### Exercise directions
Scan the entries below. Return every line that includes "green".

### Exercise materials
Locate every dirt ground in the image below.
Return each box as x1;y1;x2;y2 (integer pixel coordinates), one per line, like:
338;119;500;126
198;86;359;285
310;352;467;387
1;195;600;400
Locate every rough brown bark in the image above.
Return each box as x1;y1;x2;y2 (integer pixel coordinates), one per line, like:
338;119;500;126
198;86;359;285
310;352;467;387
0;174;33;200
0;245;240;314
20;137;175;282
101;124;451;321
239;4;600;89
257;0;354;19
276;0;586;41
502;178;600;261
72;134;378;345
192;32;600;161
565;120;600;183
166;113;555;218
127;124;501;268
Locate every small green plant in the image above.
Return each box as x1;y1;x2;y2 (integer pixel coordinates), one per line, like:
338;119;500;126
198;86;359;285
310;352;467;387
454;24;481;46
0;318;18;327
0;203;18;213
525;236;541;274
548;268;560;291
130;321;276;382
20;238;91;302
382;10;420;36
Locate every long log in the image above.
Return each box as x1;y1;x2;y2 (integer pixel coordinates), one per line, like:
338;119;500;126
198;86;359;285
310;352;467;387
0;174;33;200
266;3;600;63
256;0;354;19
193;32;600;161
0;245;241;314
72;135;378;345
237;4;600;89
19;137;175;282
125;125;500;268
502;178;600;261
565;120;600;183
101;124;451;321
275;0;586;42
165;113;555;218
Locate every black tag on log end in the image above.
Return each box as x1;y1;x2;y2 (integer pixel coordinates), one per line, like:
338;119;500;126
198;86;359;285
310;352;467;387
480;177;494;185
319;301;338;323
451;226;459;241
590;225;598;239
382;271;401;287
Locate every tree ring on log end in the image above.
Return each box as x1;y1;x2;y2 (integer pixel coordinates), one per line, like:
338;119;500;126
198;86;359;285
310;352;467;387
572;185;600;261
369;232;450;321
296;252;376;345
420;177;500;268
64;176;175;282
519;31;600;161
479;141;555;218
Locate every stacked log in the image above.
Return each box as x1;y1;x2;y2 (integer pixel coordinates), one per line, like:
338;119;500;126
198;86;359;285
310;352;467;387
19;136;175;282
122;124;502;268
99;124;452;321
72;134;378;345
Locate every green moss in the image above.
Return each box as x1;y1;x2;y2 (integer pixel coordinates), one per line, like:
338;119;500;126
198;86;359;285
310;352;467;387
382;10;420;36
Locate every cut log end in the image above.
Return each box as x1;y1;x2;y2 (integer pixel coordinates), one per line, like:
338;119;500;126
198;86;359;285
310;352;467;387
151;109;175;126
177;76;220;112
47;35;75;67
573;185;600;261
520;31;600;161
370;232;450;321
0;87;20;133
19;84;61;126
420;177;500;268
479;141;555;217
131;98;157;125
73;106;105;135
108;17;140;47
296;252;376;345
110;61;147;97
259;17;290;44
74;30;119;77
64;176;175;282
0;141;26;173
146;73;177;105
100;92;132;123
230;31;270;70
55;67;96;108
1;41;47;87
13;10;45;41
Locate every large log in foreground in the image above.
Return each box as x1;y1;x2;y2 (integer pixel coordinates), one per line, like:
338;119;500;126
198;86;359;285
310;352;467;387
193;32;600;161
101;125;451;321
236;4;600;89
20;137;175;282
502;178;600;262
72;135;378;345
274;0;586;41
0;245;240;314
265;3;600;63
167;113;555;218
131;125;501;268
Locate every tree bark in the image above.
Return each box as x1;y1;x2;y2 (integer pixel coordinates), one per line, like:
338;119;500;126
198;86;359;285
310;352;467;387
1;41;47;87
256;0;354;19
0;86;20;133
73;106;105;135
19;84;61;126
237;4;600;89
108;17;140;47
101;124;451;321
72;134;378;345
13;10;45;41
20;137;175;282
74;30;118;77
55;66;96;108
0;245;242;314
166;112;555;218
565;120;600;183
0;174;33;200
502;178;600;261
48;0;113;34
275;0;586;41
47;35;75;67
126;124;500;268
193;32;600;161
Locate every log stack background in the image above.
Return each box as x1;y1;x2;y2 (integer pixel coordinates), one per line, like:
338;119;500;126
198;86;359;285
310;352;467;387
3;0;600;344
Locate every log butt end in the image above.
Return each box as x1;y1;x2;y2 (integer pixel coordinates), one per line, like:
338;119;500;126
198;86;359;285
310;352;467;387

### Solution to this task
Locate every small green plant in the image above.
Locate every green moss in the image above.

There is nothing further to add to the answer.